**Given instruction**
Repeat only the lines from the one holding "Please drop a marker on the white" down to the last line of the listing below, including both of those lines.

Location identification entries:
- - - -
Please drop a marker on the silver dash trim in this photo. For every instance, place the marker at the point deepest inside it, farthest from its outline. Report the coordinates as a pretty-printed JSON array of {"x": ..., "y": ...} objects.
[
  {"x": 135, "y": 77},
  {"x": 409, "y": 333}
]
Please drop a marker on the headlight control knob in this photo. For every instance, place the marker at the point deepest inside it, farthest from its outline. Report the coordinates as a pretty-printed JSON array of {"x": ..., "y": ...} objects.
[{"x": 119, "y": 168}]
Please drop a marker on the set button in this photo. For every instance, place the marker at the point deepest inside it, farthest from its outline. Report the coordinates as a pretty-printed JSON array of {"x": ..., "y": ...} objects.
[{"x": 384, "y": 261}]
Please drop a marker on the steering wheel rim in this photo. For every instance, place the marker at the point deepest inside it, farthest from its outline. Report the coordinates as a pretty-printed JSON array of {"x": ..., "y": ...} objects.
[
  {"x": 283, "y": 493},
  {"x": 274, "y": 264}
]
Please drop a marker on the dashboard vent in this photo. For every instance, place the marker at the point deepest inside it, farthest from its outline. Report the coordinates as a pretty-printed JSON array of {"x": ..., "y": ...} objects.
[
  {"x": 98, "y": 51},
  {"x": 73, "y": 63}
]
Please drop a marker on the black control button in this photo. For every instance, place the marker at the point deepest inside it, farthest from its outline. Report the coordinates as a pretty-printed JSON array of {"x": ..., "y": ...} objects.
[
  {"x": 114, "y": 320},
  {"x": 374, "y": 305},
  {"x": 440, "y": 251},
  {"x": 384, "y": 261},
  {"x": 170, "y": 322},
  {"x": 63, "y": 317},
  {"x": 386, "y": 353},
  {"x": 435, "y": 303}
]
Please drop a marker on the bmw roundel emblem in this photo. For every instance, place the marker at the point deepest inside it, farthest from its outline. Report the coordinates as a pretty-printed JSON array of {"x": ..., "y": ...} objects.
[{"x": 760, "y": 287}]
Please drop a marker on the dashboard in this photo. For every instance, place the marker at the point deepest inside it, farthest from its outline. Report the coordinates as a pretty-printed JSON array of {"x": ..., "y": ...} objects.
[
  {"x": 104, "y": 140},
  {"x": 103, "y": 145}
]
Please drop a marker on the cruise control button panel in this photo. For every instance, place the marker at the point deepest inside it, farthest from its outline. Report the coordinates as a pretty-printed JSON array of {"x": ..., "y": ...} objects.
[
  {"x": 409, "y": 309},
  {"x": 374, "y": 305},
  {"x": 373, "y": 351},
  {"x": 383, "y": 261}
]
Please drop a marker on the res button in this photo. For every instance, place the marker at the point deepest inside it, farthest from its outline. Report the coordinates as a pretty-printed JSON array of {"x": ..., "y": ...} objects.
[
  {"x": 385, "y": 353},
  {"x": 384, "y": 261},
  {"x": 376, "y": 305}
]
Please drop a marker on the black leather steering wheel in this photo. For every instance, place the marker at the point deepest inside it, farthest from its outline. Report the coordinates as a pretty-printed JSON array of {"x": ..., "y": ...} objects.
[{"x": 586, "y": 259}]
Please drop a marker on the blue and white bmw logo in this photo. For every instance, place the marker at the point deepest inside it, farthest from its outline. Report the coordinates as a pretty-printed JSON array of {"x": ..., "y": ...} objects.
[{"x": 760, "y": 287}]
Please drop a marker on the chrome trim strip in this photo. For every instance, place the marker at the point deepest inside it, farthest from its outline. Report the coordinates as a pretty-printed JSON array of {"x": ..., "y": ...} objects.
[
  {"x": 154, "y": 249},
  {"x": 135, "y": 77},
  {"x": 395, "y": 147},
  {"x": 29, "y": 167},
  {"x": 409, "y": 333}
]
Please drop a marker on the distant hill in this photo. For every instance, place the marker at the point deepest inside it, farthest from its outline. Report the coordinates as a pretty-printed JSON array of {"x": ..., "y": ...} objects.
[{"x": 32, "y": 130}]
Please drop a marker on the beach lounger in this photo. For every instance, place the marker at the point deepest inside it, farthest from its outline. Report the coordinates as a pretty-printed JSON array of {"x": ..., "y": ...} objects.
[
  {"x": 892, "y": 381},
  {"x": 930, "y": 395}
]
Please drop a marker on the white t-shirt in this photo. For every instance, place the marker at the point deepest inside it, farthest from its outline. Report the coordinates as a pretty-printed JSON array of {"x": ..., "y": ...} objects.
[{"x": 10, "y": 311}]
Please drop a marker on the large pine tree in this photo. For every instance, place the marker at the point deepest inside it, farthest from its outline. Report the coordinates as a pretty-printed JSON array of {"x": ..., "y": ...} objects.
- - - -
**Result**
Please drop a marker on the white t-shirt in this photo. For every instance, place the marker at the point deepest inside it, farthest from its outline. Report the coordinates as a pretty-printed JSON array of {"x": ..., "y": ...} objects.
[{"x": 10, "y": 311}]
Please drop a marker on the large pine tree in this photo. For every instance, place the marker at the point deepest inside it, farthest from its outline. Report the coordinates as a pretty-printed JSON array of {"x": ..., "y": ...} objects.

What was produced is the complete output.